## STATED PROBLEM
Decide whether each statement below agrees with the text about food in the Japanese American internment camps, answering yes or no and quoting the words of the text that settle it. (a) Camp residents ate three meals a day at set times. (b) Japanese foods such as soy sauce were plentiful from the start of internment. (c) The army's milk contract was with farmers in Oregon.

## EXTRACT TO READ
=====

Some geographical locations allowed the Japanese Americans to labor in the sugar beet industry, while some of them were shipped off the east coast to help with frozen vegetable packaging, which will be mentioned in further detail later. The equally unlucky majority still isolated in the camps had very little means to grow their own food. Thus, they were put under the strict food regimen of their respective camps. About half of the residents in the internment camps were involved in agriculture before relocation, so these skills were utilized in three main goals: to provide as much food for the camp to maintain maximum sustainability and self-sufficiency, to possibly create a surplus to be shipped to other locations, and to help with the war effort. They managed to clear 165 acres of land and harvest on 120 acres. It is reported that they produced nearly $25,000 worth of vegetables, melons and tomatoes. This calls into question where all this food went and why food shortages were reported. Both the residents’ and the directors’ expectations for wealth and abundance were not met perhaps because there was an overestimation of the success the farmers would have and misallocation of the produce they harvested. Unbearable heat and unexpectedly harsh winters that resulted in extended shipping delays and probable crop failures. 
In large, inhabitants within the camps were not given opportunities to put their agricultural backgrounds into use so they fed themselves off the strict regimen implemented by the camps. There were always three meals a day, served at set times. Food basically set the rhythm and progression of the day. During meals, people ate at long tables and benches, which forced families to separate, thereby breaking down the family dynamic of meals. The food that was served was bland, repetitive and not very nutritious. Japanese foods, such as white miso sauce, fried shrimp, kombu, soy sauce etc. were never available at the beginning of their internment, and only towards the end were very short supplies offered. In general, their diets consisted of stewed tomatoes, potatoes, bread and much canned food, such as sausages, spam and beans. In Excerpts from Letters from Japanese Evacuees in Assembly and Reception Centers, compiled in 1942, Joseph Conard of the American Friends Service Committee wrote, “There’s not enough milk for the babies in the camp because the army’s contract for milk is with farmers in Oregon.” And even though there was plenty of milk available in nearby towns, the “redtape” separating incarceration camps from the rest of American society made such exchanges nearly impossible. He also wrote that “some have gone without meals several times. There has been no fresh vegetables, no fruit, no fresh meat, but plenty of canned food”.  The Japanese Americans not only were cheated out of their grown food, but also the food they were served. In spite of the availability of food, such as milk, they were deemed unworthy of having such “luxuries”.

=====

## DATA LISTING
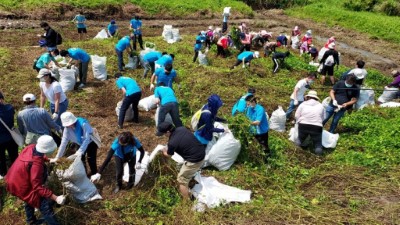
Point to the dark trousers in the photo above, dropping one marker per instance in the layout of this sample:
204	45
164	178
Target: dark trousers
91	154
315	132
119	165
133	100
12	149
46	208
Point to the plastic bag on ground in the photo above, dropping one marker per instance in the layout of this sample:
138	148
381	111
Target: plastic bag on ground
278	120
77	183
99	67
128	113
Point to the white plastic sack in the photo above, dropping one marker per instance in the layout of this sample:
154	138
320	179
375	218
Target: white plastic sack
329	140
67	79
77	183
128	113
139	172
388	95
212	193
278	120
99	67
101	35
148	103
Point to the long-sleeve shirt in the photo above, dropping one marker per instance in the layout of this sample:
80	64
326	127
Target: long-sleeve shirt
37	120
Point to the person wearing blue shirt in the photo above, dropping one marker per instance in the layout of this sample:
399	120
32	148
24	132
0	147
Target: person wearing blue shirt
82	58
132	94
168	104
122	44
112	28
245	58
259	122
124	149
167	75
149	60
200	39
136	26
241	106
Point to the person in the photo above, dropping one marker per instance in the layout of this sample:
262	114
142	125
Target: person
344	95
166	74
136	26
149	60
328	61
78	130
124	149
297	96
51	37
82	58
241	106
80	24
208	117
132	94
26	180
51	90
123	44
279	57
245	58
200	39
34	122
259	122
112	28
166	98
6	141
44	60
309	117
183	142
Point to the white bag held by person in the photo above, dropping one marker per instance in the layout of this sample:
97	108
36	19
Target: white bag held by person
99	67
128	113
67	79
148	103
329	140
278	120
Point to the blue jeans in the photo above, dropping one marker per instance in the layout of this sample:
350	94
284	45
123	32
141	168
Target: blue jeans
291	108
61	109
46	208
330	111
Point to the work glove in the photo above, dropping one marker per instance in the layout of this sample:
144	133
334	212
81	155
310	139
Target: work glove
95	177
60	199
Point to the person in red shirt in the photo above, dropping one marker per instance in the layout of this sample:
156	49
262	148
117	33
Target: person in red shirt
26	178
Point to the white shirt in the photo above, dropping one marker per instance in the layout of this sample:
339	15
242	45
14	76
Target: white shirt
53	89
301	86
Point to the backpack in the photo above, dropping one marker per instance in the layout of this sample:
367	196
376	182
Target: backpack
196	118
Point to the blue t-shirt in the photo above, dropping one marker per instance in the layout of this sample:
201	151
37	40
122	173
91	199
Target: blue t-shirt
164	77
164	60
78	54
152	56
258	114
136	24
123	43
120	151
165	94
129	84
247	56
44	59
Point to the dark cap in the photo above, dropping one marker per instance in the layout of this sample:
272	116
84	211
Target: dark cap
163	128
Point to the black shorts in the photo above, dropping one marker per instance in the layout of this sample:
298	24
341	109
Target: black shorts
82	30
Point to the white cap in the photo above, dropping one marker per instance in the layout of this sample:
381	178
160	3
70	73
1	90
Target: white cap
67	119
45	144
43	72
28	97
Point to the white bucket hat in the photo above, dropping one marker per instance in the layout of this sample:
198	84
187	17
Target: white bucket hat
45	144
67	119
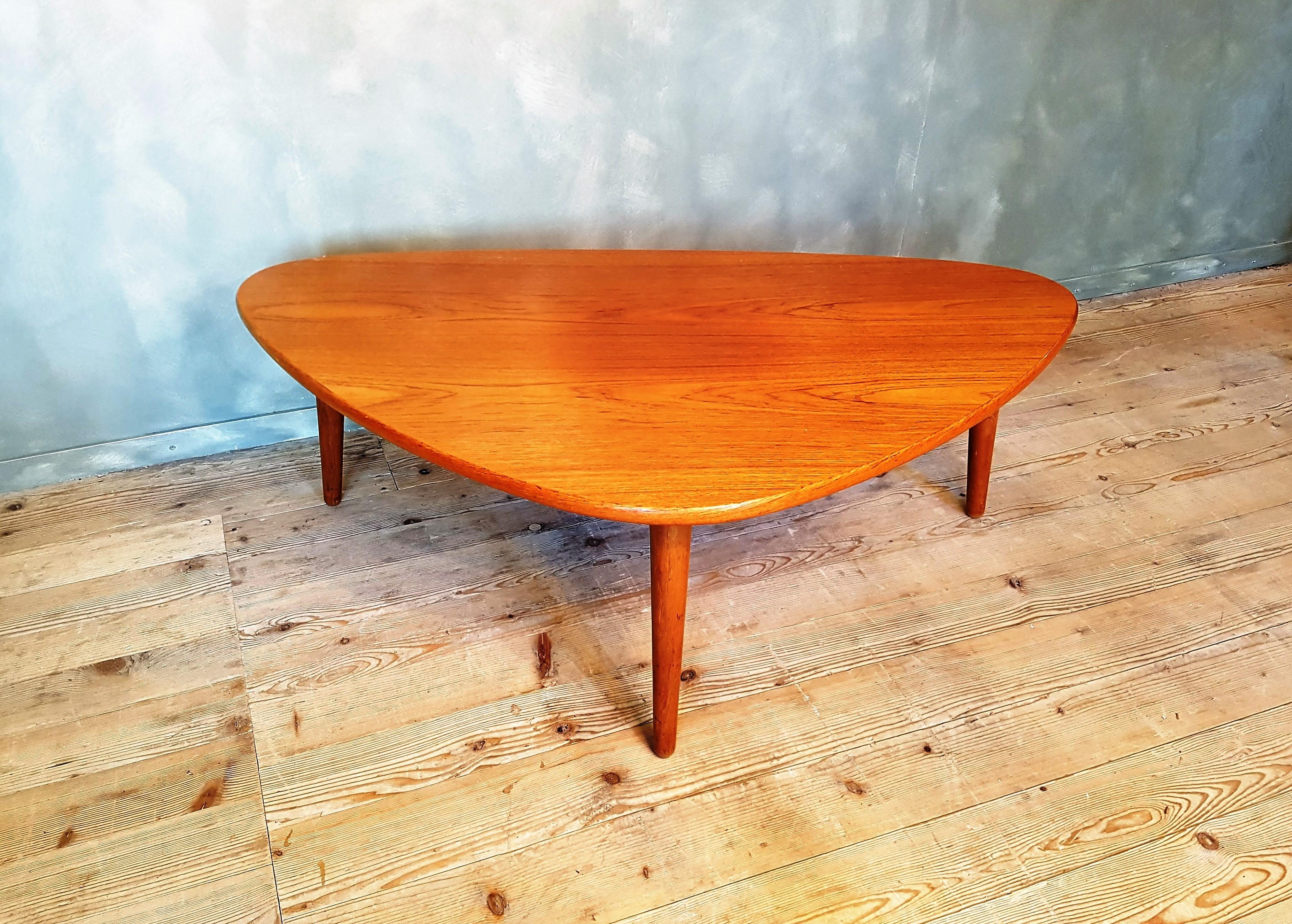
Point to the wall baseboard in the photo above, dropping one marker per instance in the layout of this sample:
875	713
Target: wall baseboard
83	462
1150	276
29	472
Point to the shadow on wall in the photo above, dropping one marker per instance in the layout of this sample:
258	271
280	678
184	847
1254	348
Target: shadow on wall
865	238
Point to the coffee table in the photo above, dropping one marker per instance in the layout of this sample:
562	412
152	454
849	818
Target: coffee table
668	388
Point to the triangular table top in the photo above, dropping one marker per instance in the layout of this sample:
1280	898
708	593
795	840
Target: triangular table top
659	387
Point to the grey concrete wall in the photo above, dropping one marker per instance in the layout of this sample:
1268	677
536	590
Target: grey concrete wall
153	154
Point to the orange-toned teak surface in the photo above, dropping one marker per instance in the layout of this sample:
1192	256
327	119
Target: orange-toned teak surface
668	388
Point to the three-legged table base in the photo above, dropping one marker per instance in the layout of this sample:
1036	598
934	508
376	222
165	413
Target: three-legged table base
670	565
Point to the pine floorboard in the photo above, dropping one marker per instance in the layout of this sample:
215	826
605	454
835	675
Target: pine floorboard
227	702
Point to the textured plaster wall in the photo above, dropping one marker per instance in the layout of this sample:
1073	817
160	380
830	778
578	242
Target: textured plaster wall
153	154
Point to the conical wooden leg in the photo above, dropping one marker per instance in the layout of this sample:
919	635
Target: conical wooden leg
982	441
330	453
670	565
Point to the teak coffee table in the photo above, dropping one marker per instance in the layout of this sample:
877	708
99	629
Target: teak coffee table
668	388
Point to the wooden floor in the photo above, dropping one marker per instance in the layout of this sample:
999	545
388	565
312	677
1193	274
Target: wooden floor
225	702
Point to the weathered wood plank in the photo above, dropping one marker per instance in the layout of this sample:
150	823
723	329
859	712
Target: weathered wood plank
107	553
1064	652
1245	869
142	731
98	621
812	800
302	706
1099	813
102	804
205	866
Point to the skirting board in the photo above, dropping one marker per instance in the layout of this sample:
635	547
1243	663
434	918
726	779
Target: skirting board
85	462
21	475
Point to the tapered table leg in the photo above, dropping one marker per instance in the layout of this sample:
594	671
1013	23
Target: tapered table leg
982	440
330	453
670	565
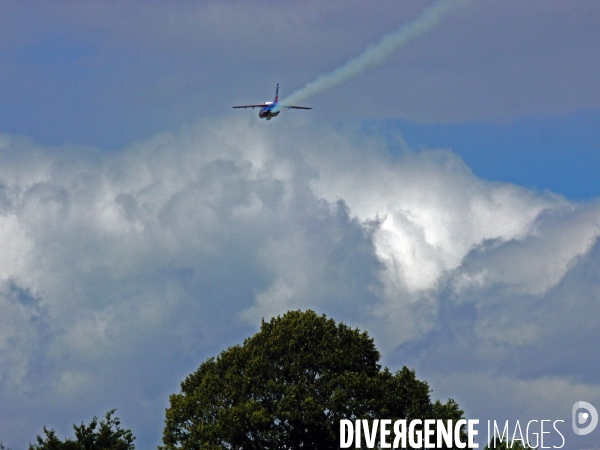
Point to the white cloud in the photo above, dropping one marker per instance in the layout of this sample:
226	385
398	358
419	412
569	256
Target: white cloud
122	271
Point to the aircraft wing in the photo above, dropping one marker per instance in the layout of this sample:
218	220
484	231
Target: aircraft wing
294	107
251	106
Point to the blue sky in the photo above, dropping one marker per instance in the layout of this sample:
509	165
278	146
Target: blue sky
446	200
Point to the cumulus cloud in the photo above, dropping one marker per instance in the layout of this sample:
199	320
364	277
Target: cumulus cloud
121	272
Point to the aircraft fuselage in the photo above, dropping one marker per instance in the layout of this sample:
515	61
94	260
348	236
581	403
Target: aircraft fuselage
269	111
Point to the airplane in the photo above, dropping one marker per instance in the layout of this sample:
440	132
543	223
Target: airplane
268	110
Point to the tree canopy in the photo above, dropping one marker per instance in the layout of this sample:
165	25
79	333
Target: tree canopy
288	387
106	435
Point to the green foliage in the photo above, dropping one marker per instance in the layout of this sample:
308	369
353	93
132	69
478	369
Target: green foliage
107	435
289	385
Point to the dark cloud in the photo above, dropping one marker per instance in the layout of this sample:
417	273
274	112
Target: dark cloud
122	271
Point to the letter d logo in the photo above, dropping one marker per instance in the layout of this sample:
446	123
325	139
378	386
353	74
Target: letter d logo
581	418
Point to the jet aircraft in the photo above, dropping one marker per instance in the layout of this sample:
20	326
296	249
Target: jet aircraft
268	110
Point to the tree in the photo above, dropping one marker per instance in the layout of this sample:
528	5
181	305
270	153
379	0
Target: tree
108	436
288	387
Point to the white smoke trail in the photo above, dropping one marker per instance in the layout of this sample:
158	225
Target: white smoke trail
374	54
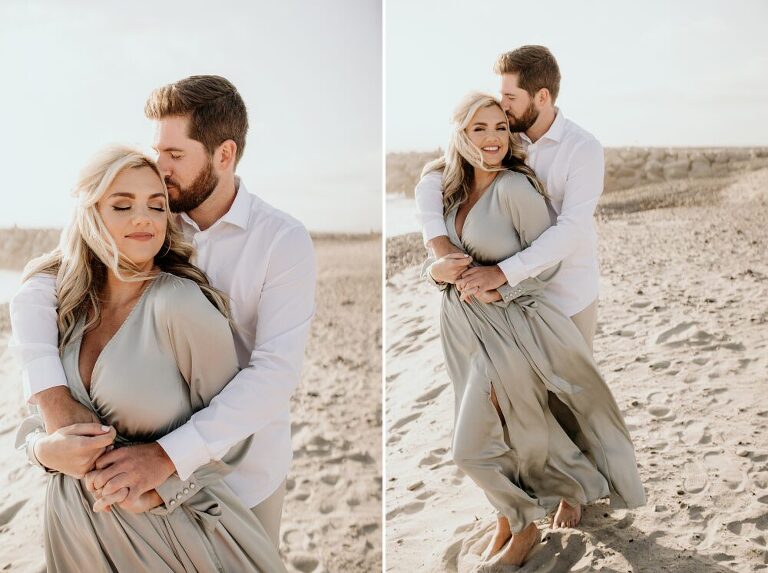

=====

## COMPLETE OUTPUT
(a) Yes: "There were always three meals a day, served at set times."
(b) No: "were never available at the beginning of their internment, and only towards the end were very short supplies offered."
(c) Yes: "because the army’s contract for milk is with farmers in Oregon."